SOURCE PASSAGE ::
_ _ _
Vatican Radio last week charged that United Nations organizations promoting population control are using vaccines to surreptitiously sterilize women in Third World countries. Kenya's Ministry of Health, along with the UN organizations — World Health Organization (WHO) and UNICEF — deny the charges, which carry the full weight of the Vatican. Vatican Radio is the official "voice of the Pope and the Church in dialogue with the World."

"Catholic Bishops in Kenya have been opposed to the nationwide Tetanus Vaccination Campaign targeting 2.3 million Kenyan women and girls of reproductive age between 15-49 years, terming the campaign a secret government plan to sterilize women and control population growth," reported Vatican Radio, as it took the occasion of the ordination of a Kenyan Bishop, Joseph Obanyi Sagwe, as an opportunity to remind the world of its concern.


The church, which operates 30% of Kenya's health care facilities and has been providing health care in Kenya for more than 100 years, is not opposed to vaccinations. To the contrary, its health facilities have long been administering vaccines as part of its public health mission.


But the church and official organizations such as the Catholic Health Commission of Kenya and the Kenya Catholic Doctors Association assert that a tetanus vaccine program sponsored by WHO and UNICEF has been laced with HCG, or human chorionic gonadotropin, a hormone that the human embryo produces after conception to enable it to be implanted in the womb (HCG is also the chemical tested for in pregnancy tests). When the body receives HCG via a tetanus vaccine, it acts as an antigen, stimulating the production of antibodies to HCG. Those antibodies cause the woman's body to reject future embryos, effectively sterilizing her.


The charges in Kenya, similar to others in Mexico, Nicaragua and the Philippines, led Kenya's parliamentary Committee of Health to create a Joint Committee of Experts, made of experts from Kenya's Ministry of Health and the Kenya Conference of Catholic Bishops, to investigate the conflicting claims, which included government assurances that the tetanus vaccines used in the WHO-UNICEF Vaccination Campaign had been tested and found free of HCG.


The Ministry of Health then refused to provide the Expert Committee with the vaccine vials it claimed to have sampled and tested. The Catholic Bishops did provide the expert committee with nine sample vials that had been used in the WHO-UNICEF campaign. Upon testing, the Expert Committee found that one third of the WHO-UNICEF vials did indeed contain HCG. Separately, 50 tetanus vials that weren't involved in the WHO-UNICEF campaign were tested and found to be free of HCG.


The church and the government are now in a stand-off. The Ministry of Health has pulled its experts from the Expert Committee and refuses to accept a final report on the controversy. The church, for its part, is warning parishioners to avoid the tetanus vaccine, requesting apologies for the victims from WHO and UNICEF for conduct both "unethical and immoral," and insisting that "no further vaccination campaigns should be undertaken in this county without an all-inclusive sampling and testing exercise before, during and after the vaccination campaign."
_ _ _
ASSIGNMENT :: Please condense the paragraph of the vaccine article that begins "The Ministry of Health then refused" into a short bulleted list that keeps its main facts. Rely only on the vaccine article above.
_ _ _
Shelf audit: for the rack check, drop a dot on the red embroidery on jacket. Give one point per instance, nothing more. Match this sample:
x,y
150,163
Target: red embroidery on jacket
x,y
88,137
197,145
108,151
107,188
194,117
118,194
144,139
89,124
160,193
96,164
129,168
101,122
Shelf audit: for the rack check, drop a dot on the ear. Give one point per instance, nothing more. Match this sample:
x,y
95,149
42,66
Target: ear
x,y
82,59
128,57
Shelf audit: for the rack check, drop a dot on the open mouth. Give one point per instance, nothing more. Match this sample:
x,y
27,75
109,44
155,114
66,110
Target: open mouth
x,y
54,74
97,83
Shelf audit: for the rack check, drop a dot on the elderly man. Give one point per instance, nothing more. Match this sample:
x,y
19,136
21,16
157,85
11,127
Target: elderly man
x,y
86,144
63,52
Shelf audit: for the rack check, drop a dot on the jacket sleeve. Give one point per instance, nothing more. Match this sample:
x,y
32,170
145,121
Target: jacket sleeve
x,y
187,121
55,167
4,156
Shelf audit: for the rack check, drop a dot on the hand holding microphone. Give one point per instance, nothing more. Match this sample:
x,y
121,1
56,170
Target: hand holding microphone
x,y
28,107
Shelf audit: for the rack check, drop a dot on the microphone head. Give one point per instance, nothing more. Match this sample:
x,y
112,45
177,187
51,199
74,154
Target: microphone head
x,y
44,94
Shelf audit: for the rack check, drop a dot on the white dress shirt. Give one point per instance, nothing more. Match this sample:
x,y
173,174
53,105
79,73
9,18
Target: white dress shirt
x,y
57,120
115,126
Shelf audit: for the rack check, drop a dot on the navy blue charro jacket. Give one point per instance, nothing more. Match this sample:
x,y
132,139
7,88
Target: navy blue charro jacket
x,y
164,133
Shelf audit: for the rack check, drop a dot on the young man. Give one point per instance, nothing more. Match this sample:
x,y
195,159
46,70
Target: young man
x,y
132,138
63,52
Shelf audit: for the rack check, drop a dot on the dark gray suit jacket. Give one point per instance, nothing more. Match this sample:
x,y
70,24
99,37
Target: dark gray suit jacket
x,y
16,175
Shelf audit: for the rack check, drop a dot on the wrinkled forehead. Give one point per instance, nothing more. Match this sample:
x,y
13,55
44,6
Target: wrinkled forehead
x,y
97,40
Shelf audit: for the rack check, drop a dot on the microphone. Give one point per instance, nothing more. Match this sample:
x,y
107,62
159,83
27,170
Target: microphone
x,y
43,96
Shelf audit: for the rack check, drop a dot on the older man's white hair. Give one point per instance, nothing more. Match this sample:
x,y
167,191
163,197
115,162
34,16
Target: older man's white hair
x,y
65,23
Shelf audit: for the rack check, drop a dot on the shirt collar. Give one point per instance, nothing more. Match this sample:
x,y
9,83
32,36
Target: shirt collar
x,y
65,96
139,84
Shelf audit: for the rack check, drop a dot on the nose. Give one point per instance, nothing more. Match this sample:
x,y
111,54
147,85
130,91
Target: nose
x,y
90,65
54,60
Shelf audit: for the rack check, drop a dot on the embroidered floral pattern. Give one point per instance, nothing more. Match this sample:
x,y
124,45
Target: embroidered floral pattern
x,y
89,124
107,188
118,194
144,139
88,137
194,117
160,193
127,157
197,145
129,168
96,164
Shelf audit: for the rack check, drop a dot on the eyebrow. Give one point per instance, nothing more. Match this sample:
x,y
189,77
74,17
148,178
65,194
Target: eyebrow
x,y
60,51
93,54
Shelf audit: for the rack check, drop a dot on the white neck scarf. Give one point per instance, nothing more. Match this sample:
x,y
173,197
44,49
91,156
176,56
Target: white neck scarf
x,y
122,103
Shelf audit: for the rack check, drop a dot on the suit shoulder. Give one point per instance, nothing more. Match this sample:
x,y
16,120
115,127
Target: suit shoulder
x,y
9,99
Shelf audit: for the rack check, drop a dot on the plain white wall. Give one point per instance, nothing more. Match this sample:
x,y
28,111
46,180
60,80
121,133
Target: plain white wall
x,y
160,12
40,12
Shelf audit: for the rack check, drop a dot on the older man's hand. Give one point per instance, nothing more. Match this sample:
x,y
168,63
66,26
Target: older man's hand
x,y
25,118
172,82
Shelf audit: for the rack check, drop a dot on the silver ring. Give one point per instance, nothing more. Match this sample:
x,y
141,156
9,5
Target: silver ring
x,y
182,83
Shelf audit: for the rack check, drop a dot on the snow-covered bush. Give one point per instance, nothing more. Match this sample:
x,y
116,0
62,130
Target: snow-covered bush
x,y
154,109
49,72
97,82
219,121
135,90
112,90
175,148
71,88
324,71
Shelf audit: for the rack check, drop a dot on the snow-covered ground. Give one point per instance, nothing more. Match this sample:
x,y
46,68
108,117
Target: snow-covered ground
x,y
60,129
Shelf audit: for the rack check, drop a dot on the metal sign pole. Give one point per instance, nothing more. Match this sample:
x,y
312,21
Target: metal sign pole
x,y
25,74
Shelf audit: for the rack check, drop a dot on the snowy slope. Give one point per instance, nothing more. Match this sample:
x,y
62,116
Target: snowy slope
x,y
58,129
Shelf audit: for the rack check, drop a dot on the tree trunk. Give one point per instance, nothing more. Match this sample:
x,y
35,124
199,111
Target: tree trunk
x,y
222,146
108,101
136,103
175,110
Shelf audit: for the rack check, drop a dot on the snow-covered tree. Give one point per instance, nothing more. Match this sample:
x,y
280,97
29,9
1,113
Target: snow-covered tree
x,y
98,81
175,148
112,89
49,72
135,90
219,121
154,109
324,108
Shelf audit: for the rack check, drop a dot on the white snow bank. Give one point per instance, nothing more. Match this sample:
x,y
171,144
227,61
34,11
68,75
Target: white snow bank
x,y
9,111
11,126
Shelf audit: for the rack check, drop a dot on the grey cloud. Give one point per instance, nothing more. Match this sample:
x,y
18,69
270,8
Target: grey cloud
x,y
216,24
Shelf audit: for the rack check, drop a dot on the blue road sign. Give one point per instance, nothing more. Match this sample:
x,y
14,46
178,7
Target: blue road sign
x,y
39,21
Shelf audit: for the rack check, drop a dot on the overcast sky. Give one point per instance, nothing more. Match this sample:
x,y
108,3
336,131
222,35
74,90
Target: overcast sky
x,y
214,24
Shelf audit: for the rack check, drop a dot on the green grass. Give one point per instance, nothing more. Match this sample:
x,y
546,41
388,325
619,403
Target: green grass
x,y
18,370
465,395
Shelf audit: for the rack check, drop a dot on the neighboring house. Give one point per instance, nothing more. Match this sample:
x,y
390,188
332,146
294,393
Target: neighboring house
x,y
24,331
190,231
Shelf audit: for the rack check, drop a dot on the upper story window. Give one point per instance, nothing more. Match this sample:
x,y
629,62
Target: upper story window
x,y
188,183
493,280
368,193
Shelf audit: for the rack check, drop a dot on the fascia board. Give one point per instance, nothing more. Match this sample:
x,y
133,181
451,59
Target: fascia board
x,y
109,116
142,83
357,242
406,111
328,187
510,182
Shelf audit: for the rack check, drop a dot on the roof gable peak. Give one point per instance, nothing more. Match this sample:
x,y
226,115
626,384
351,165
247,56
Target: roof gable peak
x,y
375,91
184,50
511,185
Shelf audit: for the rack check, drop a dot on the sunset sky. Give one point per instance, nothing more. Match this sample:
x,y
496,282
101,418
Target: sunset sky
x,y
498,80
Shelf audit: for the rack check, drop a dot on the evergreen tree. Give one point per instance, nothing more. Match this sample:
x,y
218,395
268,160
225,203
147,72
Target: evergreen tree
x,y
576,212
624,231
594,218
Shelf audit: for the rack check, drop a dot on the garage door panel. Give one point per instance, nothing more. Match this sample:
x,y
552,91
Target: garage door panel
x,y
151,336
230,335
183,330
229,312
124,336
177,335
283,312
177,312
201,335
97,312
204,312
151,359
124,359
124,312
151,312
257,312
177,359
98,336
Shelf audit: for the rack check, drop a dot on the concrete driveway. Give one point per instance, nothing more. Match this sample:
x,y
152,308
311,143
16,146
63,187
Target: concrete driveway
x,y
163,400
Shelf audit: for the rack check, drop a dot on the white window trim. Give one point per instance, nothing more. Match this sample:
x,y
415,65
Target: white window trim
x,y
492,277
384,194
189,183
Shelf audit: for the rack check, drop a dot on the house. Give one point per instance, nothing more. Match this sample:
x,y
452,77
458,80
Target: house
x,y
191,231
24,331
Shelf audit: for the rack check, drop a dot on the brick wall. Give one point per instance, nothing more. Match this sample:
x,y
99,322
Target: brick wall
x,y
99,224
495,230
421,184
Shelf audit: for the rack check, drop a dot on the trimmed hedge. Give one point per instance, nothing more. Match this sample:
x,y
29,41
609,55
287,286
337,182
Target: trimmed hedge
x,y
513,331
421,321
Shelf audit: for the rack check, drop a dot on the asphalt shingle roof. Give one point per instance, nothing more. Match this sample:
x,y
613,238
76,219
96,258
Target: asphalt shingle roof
_ _ _
FINISHED EXERCISE ::
- The Ministry of Health refused to give the Expert Committee the vaccine vials it said it had sampled and tested.
- The Catholic Bishops supplied nine vials used in the WHO-UNICEF campaign, and testing found HCG in one third of them.
- Fifty tetanus vials not involved in the WHO-UNICEF campaign were tested separately and found free of HCG.